═══ Given data

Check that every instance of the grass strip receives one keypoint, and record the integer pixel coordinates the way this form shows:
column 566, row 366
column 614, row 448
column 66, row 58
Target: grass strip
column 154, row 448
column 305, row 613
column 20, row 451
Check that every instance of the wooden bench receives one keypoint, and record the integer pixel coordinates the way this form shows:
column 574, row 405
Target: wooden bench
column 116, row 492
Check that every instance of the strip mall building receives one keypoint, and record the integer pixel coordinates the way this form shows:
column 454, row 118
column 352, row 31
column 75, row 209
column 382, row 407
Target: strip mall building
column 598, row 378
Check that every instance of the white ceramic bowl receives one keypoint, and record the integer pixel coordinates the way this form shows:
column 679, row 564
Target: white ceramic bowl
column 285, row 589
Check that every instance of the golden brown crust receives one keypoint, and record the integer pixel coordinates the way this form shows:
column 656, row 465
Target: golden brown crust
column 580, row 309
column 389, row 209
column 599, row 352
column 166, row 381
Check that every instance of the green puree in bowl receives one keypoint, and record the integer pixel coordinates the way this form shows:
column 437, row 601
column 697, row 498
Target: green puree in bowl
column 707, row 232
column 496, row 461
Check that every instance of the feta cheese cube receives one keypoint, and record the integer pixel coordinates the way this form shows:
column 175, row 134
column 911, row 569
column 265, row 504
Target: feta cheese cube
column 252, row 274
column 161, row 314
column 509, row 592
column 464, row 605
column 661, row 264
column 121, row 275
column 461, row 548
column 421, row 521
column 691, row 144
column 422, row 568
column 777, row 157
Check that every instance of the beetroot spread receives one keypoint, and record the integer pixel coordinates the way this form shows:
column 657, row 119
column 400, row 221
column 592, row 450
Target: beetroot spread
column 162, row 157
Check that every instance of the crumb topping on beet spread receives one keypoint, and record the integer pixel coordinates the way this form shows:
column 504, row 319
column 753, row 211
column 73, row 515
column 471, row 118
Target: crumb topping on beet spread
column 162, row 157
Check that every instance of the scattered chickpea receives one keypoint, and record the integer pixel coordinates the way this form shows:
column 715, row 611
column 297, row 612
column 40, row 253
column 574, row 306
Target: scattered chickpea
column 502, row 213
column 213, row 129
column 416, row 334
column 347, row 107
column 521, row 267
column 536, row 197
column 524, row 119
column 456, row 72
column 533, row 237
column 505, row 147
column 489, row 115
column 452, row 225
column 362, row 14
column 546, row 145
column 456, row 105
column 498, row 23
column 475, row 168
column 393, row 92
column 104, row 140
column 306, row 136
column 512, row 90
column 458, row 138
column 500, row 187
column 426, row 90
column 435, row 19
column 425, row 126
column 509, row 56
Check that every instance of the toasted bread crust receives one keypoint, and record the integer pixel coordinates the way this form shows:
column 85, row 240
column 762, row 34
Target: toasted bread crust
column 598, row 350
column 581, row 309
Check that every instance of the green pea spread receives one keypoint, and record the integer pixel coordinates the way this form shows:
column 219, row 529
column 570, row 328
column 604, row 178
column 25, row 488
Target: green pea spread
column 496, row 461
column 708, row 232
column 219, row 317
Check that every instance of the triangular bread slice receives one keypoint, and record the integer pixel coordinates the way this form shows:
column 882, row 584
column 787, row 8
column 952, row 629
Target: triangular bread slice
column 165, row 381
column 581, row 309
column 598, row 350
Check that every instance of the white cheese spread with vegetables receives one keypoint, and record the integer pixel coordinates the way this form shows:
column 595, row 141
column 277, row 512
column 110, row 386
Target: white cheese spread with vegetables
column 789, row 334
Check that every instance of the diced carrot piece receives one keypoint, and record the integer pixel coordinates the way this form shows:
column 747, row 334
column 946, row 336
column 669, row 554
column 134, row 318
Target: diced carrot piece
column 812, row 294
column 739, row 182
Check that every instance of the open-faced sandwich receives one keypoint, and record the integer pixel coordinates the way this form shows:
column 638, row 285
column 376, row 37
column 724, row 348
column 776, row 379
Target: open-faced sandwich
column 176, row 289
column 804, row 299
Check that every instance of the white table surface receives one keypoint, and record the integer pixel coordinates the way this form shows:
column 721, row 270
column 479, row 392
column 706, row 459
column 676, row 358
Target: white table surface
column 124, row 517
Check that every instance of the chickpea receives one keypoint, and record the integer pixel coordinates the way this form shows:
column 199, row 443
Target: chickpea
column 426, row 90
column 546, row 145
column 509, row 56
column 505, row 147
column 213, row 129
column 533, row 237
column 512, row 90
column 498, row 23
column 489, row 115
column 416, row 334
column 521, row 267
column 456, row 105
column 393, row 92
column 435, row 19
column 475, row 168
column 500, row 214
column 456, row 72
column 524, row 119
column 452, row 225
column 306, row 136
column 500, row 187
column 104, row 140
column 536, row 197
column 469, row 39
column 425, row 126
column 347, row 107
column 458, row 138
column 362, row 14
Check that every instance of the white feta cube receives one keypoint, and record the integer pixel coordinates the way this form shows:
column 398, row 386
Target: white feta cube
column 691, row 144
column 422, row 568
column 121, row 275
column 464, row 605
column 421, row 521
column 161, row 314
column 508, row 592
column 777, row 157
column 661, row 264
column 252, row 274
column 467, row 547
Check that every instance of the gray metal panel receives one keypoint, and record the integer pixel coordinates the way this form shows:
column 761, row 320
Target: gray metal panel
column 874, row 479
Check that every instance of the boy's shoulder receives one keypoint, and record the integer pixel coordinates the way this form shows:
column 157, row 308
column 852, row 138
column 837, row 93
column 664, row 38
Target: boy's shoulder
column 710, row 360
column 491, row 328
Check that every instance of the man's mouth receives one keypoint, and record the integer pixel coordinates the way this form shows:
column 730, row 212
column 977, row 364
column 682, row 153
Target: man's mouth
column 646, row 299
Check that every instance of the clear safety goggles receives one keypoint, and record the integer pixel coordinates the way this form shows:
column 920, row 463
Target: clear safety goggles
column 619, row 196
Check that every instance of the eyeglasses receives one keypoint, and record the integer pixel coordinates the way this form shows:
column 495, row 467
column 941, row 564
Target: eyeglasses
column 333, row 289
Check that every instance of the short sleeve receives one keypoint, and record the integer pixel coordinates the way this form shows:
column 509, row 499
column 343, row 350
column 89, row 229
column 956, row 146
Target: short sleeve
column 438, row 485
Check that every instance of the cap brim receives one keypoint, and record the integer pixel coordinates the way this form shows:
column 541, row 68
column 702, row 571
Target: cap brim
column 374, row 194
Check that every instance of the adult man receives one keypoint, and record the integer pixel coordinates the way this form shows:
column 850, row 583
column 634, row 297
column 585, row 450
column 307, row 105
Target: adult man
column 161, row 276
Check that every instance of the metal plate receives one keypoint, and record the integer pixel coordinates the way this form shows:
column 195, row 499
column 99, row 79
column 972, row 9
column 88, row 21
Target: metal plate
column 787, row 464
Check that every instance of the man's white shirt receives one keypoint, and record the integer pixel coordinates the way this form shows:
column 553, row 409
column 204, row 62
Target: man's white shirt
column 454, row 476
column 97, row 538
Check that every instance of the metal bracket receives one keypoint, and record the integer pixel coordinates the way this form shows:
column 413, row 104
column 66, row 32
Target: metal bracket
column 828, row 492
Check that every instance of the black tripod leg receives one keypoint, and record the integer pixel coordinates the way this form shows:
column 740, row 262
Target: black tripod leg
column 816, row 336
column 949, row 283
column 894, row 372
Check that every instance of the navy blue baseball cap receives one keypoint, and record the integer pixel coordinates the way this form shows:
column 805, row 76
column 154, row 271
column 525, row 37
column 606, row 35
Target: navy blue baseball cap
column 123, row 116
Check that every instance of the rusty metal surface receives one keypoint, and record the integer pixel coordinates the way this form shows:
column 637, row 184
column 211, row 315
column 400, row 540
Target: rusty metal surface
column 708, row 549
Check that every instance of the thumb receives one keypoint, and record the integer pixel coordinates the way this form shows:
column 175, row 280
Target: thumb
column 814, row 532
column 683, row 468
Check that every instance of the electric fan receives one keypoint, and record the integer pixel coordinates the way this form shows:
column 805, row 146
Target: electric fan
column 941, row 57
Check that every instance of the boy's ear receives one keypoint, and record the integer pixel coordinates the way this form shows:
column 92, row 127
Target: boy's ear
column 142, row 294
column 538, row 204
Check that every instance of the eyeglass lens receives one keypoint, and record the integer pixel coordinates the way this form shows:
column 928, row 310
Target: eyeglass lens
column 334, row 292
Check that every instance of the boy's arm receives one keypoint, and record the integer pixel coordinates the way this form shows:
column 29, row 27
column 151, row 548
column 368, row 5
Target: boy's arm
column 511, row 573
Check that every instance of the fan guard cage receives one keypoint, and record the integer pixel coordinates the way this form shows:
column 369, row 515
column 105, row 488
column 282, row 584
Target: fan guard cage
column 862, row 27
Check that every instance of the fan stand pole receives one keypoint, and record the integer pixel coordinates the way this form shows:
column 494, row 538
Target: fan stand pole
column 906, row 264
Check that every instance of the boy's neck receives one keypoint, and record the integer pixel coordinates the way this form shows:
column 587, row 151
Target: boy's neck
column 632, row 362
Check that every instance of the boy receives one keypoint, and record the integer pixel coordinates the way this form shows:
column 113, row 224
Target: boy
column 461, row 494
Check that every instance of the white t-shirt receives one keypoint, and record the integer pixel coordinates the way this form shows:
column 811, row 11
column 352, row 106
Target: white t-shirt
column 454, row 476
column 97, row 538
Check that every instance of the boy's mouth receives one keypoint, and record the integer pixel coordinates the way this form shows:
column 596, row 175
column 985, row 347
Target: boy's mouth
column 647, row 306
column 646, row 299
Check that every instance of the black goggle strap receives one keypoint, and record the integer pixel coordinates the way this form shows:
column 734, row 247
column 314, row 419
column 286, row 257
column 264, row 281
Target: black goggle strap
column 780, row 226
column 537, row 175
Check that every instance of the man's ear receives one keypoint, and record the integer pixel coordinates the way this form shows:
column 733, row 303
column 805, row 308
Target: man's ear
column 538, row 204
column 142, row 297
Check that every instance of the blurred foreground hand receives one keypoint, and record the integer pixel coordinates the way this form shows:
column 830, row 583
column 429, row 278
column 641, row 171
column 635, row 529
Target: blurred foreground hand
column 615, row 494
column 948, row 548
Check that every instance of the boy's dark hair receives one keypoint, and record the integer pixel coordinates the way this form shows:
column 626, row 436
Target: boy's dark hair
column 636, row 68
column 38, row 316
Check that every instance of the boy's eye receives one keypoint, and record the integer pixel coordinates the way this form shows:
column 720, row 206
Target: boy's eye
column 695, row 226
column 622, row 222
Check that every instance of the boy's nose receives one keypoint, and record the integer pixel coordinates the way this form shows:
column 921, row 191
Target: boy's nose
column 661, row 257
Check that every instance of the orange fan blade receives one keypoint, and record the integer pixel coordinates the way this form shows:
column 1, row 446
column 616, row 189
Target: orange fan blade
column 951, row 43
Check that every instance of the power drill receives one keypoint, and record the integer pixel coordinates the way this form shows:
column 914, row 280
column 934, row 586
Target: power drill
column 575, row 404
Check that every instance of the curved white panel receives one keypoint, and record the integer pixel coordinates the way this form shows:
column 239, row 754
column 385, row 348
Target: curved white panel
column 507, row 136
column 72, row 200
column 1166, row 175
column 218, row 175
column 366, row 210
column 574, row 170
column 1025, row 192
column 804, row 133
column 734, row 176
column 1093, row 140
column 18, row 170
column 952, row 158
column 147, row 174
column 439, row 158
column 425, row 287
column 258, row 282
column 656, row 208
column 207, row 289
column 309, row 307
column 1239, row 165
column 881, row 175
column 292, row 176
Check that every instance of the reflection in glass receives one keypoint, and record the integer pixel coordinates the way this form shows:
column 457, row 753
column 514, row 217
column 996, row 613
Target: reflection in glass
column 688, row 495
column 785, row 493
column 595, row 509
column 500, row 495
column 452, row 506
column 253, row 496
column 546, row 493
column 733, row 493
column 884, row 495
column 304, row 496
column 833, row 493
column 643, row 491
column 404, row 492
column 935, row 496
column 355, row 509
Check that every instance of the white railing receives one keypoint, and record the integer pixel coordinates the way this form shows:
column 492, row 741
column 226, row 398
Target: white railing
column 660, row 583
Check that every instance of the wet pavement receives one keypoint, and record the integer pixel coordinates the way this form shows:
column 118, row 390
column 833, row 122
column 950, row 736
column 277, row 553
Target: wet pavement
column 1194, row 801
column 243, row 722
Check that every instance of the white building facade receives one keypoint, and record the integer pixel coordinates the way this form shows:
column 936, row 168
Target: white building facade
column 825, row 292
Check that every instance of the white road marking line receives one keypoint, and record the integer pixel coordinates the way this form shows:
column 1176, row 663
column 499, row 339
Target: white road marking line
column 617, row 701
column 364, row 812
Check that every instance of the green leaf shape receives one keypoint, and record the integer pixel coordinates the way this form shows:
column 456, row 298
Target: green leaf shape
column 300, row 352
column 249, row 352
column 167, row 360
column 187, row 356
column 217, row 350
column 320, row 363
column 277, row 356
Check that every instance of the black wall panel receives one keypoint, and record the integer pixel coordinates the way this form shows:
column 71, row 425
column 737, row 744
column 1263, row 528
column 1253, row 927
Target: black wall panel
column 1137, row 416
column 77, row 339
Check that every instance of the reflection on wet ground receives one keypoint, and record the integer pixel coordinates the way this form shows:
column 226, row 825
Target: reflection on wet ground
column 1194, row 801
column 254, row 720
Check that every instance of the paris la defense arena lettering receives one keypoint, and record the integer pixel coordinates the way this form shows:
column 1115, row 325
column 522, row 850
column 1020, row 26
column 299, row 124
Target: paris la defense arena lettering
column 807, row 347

══════

Can you reproduce, word for word, everything from the line containing "Check that every instance of the white cheese" down to the line containing "column 124, row 517", including both of those lines?

Check that every instance of the white cheese spread with vegetables receives one keypoint, and record the integer pixel coordinates the way this form shows:
column 595, row 141
column 277, row 512
column 110, row 386
Target: white cheese spread with vegetables
column 789, row 334
Check that every instance of the diced carrot piece receives one keypoint, and record the integer pixel coordinates the way this form shows:
column 747, row 334
column 946, row 336
column 669, row 554
column 134, row 318
Target: diced carrot piece
column 812, row 294
column 739, row 182
Check that every instance of the open-faced sandwich receives one keypoint, and record the integer pixel coordinates the way this form shows:
column 638, row 285
column 376, row 37
column 724, row 348
column 776, row 379
Target: open-faced sandwich
column 176, row 289
column 804, row 299
Check that every instance of the white table surface receives one keypoint, and record the integer pixel coordinates the way this form shows:
column 721, row 270
column 479, row 392
column 706, row 459
column 676, row 358
Target: white table surface
column 124, row 517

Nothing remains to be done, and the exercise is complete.